» **RECORDS SUPPLIED**
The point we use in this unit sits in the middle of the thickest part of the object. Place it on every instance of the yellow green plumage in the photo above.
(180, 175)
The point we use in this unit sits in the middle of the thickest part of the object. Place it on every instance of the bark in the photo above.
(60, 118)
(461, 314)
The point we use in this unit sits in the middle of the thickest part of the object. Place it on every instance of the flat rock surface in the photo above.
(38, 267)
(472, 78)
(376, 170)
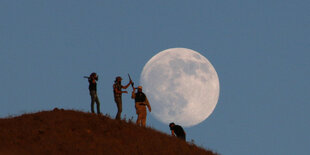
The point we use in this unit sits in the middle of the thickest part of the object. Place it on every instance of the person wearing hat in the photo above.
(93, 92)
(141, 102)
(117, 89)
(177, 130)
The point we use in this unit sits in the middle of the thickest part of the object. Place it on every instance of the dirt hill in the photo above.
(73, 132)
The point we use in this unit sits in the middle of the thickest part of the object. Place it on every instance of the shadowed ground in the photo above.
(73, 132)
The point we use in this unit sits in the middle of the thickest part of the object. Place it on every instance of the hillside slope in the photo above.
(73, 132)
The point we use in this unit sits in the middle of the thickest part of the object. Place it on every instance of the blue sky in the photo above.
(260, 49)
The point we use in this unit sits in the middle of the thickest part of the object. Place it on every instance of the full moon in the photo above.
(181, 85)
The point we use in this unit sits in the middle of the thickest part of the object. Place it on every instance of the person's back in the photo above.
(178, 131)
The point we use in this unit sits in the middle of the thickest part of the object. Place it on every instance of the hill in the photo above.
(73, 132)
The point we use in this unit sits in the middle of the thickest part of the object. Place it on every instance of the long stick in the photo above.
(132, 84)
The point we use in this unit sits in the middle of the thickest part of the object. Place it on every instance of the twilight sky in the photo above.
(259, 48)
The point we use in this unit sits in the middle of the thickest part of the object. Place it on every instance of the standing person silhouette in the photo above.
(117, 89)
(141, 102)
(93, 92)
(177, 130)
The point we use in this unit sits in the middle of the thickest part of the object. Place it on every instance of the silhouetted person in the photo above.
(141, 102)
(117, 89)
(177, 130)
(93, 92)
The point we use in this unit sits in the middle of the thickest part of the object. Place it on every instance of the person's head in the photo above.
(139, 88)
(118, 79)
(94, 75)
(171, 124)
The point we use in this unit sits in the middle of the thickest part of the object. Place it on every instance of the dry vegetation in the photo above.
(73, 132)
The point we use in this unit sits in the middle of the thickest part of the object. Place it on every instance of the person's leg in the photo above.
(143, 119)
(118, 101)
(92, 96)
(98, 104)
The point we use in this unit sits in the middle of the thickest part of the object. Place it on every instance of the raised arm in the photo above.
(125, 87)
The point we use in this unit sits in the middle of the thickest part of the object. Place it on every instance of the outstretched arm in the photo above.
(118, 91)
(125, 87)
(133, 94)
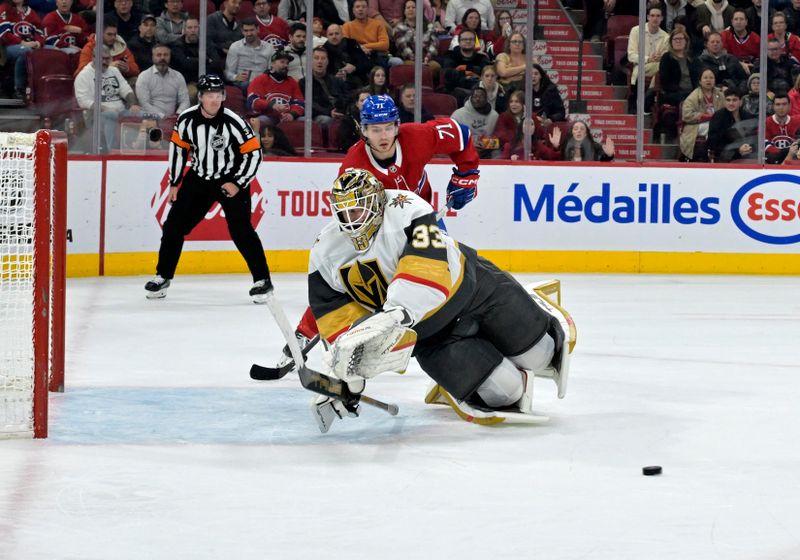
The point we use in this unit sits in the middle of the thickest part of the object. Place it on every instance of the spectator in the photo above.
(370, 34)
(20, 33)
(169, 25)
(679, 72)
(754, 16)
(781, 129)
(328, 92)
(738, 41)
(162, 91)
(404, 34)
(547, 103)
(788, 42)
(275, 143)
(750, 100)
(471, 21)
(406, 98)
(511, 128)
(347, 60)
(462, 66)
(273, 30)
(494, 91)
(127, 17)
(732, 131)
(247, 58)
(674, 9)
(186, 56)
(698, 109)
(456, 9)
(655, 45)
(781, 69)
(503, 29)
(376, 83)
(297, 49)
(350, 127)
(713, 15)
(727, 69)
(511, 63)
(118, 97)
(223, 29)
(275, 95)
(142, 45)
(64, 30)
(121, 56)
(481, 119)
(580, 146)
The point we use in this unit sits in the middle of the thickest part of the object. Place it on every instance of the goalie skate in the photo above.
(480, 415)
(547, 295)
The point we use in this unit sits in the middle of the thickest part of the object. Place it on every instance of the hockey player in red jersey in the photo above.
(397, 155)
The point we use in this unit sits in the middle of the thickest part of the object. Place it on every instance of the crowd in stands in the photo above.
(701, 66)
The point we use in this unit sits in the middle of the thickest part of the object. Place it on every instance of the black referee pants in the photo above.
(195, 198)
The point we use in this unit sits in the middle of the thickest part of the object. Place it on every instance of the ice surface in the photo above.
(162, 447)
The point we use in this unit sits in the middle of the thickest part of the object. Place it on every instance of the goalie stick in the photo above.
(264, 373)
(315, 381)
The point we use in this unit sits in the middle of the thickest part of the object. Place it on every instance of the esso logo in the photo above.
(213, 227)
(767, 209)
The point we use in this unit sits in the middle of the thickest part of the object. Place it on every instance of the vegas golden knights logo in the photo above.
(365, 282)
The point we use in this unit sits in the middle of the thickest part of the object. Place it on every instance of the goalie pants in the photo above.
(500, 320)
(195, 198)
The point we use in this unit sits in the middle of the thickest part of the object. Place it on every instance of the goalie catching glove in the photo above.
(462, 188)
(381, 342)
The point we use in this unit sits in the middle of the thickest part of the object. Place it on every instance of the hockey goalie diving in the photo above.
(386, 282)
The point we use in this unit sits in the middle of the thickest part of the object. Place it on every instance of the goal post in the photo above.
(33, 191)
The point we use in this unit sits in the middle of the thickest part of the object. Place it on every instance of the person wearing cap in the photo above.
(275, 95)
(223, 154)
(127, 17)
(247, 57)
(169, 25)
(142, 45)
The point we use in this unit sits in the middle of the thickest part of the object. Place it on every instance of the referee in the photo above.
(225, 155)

--

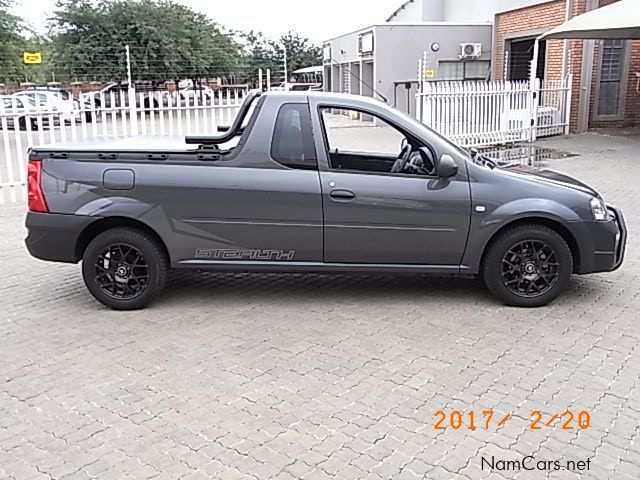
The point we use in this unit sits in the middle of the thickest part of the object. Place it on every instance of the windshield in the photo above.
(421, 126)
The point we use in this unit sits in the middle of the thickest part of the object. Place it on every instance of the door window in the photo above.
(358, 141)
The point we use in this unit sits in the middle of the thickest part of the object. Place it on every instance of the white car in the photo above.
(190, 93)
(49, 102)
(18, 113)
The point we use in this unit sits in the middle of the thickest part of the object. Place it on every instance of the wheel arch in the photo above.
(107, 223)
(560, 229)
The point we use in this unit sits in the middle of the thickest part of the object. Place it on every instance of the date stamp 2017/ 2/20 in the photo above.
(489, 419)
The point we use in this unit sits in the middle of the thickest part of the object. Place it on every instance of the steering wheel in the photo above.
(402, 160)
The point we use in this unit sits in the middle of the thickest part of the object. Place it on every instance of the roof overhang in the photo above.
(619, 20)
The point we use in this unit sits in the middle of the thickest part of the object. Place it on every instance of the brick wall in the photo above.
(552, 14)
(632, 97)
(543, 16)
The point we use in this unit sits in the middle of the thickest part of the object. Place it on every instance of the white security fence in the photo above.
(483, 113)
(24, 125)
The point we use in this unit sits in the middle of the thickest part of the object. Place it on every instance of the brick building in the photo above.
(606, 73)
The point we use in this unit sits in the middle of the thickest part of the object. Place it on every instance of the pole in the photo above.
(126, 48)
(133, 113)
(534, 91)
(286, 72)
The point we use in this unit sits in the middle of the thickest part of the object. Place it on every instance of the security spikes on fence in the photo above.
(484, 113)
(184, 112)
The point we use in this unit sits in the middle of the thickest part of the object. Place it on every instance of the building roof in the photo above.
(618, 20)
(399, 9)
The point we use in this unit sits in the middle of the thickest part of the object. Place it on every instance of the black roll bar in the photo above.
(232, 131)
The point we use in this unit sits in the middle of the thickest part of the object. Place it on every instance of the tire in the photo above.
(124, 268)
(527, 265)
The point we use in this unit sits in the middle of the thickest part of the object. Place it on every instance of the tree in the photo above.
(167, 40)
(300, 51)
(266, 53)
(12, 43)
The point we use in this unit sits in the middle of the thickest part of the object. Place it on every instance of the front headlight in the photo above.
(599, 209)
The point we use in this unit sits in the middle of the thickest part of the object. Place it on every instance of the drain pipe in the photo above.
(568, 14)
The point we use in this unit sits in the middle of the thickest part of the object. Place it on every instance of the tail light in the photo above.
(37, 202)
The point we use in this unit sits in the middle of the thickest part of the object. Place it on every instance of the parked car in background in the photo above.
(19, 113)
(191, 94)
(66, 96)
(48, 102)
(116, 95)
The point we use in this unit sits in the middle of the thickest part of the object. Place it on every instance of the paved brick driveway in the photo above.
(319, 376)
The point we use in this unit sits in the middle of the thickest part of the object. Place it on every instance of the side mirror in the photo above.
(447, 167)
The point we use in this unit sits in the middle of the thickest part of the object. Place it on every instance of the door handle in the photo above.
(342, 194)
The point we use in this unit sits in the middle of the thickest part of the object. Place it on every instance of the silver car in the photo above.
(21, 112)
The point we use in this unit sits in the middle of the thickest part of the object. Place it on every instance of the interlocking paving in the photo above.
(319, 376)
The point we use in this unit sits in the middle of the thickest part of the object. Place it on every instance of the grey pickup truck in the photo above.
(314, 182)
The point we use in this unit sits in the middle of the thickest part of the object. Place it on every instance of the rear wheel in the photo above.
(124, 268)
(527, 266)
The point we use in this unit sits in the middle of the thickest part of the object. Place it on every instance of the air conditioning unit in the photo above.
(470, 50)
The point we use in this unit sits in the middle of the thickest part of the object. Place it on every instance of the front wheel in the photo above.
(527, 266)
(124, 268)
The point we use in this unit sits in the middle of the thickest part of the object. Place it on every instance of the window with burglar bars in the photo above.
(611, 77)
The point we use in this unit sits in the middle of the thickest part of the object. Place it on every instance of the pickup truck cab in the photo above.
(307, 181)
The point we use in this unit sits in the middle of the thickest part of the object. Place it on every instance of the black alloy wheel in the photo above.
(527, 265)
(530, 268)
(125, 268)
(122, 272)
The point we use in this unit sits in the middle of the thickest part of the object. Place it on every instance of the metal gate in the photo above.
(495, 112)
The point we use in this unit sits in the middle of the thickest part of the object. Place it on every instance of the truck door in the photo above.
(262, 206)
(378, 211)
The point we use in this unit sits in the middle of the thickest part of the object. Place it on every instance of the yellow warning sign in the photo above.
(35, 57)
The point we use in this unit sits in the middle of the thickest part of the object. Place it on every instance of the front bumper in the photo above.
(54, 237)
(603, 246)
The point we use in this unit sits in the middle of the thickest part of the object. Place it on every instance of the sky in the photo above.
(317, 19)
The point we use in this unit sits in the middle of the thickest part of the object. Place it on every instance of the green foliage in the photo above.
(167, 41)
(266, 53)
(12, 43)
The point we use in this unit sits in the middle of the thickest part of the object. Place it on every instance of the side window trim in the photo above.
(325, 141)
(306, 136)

==

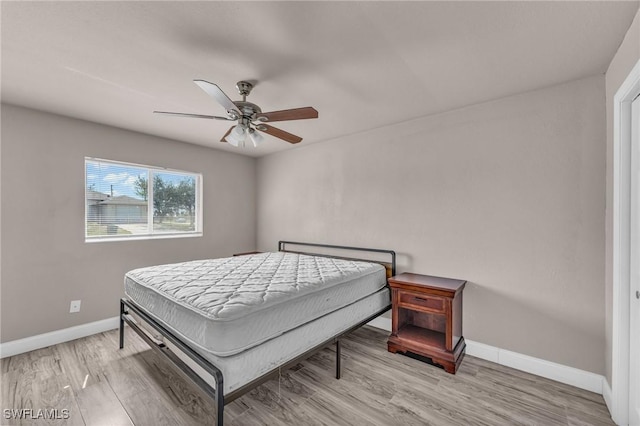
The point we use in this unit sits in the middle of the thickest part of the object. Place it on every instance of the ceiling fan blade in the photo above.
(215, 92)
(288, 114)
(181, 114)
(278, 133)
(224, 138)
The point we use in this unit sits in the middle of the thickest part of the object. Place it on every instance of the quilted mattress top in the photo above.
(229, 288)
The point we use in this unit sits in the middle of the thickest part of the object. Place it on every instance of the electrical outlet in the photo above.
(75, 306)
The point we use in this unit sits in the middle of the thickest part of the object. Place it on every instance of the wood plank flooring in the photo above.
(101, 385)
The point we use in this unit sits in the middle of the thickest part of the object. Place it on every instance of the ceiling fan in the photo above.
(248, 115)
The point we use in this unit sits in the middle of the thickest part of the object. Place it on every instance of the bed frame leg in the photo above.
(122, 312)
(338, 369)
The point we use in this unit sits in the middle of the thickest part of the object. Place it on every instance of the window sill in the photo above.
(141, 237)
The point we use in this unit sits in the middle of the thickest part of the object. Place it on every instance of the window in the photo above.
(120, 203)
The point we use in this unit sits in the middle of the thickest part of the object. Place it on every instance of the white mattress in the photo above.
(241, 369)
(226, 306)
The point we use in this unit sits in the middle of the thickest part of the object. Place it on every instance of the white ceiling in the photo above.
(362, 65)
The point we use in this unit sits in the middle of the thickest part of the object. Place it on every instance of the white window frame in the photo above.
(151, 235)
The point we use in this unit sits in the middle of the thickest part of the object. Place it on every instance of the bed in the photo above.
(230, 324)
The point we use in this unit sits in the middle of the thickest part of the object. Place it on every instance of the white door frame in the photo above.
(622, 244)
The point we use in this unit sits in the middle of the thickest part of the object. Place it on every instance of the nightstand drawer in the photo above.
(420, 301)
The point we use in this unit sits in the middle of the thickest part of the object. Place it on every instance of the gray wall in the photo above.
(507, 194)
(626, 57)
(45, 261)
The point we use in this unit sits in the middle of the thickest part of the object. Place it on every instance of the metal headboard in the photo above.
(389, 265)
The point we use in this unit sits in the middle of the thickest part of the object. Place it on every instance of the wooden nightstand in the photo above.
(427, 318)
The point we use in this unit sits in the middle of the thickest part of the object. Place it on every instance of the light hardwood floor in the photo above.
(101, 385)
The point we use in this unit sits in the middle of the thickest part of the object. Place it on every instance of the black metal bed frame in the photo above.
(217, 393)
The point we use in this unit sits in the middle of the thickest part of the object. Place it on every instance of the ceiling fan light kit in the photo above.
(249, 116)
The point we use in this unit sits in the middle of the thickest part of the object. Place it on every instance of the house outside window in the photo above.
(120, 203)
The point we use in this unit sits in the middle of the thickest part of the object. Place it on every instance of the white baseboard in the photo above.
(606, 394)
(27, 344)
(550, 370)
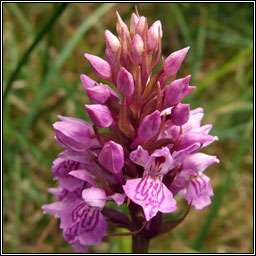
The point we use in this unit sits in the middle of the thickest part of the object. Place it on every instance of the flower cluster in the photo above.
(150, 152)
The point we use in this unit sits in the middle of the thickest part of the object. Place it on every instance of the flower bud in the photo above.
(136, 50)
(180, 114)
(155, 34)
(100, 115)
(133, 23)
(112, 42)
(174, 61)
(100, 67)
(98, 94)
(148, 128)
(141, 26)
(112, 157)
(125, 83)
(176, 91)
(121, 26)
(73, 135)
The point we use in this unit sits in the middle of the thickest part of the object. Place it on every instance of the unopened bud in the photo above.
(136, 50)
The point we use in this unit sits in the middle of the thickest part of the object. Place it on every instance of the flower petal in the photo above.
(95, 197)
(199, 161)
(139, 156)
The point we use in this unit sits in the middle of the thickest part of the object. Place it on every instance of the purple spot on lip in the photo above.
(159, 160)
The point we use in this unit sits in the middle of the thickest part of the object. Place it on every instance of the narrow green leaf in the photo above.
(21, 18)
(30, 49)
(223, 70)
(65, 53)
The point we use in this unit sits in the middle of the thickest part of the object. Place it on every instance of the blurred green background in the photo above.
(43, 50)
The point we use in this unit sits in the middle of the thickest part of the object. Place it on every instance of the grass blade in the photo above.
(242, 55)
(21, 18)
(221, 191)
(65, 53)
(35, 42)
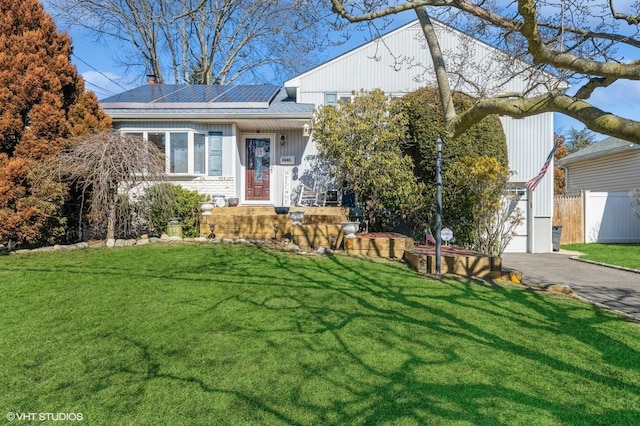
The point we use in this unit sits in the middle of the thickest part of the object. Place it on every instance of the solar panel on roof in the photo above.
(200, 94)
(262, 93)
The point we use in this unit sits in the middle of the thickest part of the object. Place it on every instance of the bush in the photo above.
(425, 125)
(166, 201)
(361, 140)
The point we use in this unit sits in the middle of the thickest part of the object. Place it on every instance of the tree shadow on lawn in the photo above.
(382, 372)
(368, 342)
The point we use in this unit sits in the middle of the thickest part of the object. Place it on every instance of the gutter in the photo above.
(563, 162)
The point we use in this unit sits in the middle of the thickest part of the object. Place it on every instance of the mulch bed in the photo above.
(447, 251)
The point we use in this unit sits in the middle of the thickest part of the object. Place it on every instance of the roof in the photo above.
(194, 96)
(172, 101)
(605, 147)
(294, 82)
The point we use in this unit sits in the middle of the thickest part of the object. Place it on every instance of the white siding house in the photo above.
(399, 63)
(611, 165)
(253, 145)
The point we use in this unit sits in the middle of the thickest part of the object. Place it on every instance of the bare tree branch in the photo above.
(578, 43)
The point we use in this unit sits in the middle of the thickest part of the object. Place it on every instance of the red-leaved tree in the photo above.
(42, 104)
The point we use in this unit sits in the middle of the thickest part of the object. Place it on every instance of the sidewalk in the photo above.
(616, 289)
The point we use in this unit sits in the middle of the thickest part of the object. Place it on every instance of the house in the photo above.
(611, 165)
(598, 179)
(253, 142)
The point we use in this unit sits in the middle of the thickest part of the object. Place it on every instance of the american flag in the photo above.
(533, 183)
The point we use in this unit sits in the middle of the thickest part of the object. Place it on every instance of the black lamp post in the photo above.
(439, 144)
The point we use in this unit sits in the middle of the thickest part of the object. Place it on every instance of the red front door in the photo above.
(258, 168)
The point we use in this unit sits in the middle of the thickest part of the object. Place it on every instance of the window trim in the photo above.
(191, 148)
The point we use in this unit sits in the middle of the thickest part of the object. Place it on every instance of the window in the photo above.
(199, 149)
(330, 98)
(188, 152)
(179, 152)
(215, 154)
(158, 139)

» **TASK REQUIREMENTS**
Locate each line of the entries above that contains the string "blade", matching case exactly, and copy every such line in full.

» **THE COMPLETED TASK**
The point we use in this unit sits in the middle of the thickest part of the object. Place it on every instance of the ceiling fan blade in the photo above.
The point we use in this unit sits in the middle of the thickest part of the object. Place it on every instance of the grass blade in the photo above.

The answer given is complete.